Testo estratto:
▽

In verità "moda non vuol dire vestiti. O almeno non solo quello. I vestiti sono abbigliamento: stracci senza vita. La Moda, con la m maiuscola, è molto, molto di più: vestimento e comportamento, modo e maniera, estetica e cultura, arte e commercio. È un fenomeno complesso che abbraccia ogni aspetto della nostra vita. È il più acuto e spietato specchio dei tempi, ma anche il primo incubatore di ciò che sarà. Registra l'oggi mentre annuncia il domani, magari guardando a ieri. È frivola di quella frivolezza profondissima che piaceva tanto a Nietzsche."

△

Materiale fornito:
▽

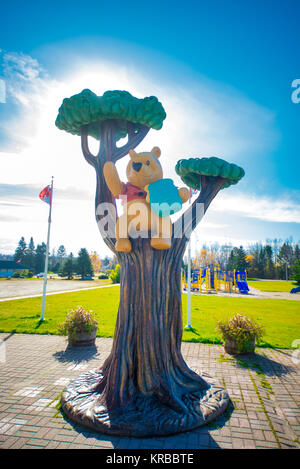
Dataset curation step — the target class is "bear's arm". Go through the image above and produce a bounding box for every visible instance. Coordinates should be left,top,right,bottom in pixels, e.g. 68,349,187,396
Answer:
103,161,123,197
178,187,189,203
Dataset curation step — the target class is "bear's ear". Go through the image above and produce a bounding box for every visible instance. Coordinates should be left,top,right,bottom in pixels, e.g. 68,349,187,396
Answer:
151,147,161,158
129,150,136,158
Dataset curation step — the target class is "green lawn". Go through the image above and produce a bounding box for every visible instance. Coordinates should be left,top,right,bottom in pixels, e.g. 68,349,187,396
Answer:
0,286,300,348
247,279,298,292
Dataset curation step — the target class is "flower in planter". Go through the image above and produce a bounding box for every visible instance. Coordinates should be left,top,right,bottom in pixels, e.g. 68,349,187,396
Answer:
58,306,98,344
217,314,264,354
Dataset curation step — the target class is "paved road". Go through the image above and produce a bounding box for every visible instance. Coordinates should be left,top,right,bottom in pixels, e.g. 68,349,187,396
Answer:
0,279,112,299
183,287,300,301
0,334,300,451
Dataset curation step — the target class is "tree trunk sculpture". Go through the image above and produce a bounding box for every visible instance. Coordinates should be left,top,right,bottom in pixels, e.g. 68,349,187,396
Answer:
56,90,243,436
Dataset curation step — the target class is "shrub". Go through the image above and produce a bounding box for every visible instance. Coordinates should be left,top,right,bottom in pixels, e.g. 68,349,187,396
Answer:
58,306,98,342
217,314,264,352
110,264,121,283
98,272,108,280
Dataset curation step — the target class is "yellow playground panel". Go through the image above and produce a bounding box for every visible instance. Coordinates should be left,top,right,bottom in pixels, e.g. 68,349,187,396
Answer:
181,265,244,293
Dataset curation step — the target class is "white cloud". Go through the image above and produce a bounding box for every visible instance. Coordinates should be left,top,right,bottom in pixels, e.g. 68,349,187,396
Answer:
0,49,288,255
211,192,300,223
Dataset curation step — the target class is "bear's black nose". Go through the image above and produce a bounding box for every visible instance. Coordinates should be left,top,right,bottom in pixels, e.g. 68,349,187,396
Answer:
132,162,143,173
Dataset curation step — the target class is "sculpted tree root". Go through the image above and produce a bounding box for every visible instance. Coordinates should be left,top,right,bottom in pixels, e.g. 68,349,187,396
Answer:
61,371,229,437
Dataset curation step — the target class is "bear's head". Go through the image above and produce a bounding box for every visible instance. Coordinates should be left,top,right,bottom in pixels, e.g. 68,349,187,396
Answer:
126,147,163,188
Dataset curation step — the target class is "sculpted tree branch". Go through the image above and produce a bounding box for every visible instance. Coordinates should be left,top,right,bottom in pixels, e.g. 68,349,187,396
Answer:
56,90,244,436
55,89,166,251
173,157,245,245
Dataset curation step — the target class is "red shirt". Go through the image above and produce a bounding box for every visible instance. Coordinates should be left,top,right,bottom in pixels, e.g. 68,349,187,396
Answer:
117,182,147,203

△
▽

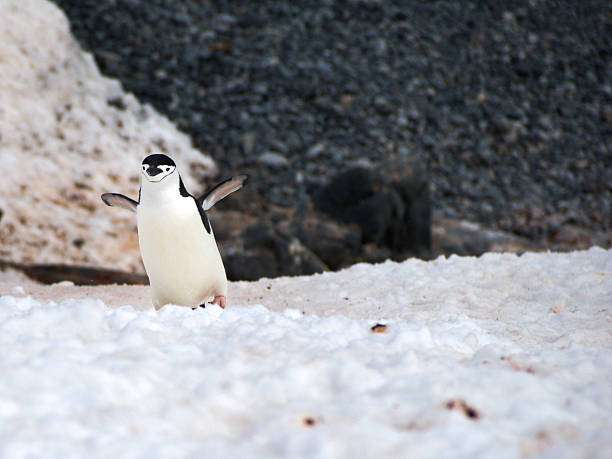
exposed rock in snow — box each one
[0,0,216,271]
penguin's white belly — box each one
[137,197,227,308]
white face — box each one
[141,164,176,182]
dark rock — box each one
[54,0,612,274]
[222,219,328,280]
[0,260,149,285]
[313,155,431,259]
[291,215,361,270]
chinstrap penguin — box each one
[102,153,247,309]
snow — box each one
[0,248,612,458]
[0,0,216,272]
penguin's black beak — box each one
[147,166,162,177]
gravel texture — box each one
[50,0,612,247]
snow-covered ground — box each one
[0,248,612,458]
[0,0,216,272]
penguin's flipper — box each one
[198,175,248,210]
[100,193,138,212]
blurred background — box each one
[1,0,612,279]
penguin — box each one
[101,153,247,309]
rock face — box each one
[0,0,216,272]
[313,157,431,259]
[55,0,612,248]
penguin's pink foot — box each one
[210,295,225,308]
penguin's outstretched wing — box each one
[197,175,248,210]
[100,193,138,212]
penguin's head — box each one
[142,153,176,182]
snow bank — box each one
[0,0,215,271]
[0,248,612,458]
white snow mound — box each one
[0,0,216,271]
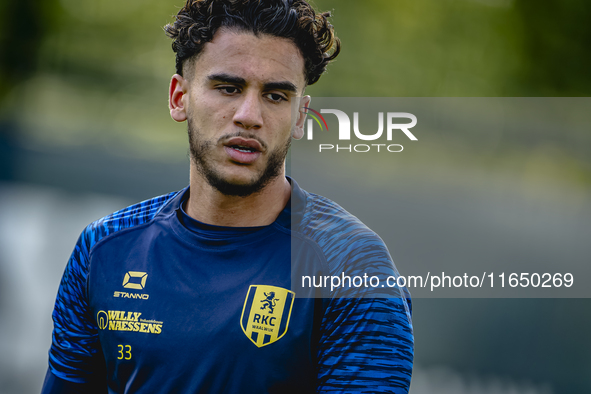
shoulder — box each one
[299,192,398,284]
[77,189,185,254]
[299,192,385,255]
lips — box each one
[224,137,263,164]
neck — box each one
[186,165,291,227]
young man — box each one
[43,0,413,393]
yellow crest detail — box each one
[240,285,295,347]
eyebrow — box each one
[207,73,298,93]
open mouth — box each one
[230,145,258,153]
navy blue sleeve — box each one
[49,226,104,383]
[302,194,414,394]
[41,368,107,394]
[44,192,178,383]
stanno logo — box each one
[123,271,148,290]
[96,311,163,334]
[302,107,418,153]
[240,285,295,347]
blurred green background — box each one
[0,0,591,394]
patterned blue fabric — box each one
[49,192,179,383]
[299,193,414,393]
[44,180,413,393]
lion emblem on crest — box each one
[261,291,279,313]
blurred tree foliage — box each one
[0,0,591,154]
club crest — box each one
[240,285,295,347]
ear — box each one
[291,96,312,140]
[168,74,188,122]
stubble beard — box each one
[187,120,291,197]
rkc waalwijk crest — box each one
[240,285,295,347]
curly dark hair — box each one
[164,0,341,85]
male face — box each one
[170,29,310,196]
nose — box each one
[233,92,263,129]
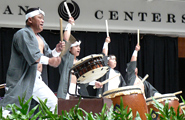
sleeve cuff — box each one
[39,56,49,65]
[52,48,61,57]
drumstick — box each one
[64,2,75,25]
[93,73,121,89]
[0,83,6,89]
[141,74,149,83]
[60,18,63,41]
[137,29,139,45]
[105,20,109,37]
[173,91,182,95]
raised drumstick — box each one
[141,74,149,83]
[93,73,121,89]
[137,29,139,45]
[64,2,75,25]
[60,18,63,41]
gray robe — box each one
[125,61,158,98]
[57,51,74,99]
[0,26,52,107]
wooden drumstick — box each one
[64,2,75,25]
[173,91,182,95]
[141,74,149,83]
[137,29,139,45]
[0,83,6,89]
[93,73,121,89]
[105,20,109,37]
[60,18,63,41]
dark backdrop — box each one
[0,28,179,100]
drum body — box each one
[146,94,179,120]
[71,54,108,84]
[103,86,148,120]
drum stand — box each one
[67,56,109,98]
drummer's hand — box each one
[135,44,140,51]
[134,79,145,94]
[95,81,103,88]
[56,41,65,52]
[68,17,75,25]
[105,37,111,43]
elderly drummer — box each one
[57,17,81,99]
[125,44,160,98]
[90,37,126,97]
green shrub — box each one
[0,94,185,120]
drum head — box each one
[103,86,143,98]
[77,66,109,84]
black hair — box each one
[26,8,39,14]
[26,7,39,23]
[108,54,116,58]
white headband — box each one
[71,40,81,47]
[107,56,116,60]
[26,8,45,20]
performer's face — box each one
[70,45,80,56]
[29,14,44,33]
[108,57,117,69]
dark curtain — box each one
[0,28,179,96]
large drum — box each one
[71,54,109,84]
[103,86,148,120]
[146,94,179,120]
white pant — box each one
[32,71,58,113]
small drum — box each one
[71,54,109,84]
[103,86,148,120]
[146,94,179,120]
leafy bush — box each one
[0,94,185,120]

△
▽

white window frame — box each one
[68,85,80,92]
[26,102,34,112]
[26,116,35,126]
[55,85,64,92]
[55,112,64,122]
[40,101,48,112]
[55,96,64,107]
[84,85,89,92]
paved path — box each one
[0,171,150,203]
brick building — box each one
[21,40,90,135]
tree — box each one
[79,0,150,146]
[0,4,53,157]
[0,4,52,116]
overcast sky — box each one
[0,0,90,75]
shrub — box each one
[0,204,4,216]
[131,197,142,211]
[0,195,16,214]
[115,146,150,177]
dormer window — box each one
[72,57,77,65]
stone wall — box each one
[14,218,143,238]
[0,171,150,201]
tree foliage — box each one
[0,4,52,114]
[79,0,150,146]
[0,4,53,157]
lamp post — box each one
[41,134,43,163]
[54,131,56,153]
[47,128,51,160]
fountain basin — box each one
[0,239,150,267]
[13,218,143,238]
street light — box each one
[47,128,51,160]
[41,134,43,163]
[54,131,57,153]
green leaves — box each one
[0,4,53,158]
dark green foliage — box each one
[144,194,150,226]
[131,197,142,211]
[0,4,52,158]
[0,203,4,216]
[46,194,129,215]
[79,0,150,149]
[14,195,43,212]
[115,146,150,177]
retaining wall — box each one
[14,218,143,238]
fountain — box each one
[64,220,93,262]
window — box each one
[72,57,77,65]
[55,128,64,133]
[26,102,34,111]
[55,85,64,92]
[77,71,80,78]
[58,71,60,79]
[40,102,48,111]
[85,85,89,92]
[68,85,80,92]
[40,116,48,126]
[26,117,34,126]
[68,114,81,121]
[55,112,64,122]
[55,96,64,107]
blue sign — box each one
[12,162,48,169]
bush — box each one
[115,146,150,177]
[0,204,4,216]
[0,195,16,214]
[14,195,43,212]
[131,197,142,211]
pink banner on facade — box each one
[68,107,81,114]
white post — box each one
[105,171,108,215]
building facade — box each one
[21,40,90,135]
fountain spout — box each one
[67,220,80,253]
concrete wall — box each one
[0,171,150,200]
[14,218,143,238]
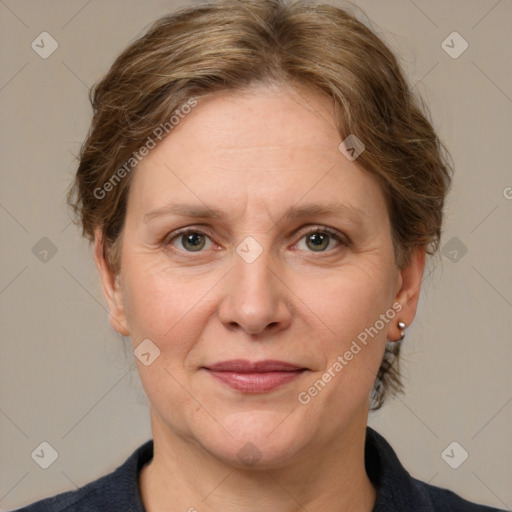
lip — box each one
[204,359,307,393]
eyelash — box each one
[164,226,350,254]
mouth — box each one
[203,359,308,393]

△

Obiettivo:
Rispondi a queste domande sul testo sulla moda, numerando le risposte allo stesso modo:
1. Come vengono definiti i vestiti?
2. Di che cosa la Moda è il più acuto e spietato specchio?
3. A chi piaceva tanto la frivolezza profondissima?

Soluzione:
1. Come abbigliamento: stracci senza vita.
2. Dei tempi.
3. A Nietzsche.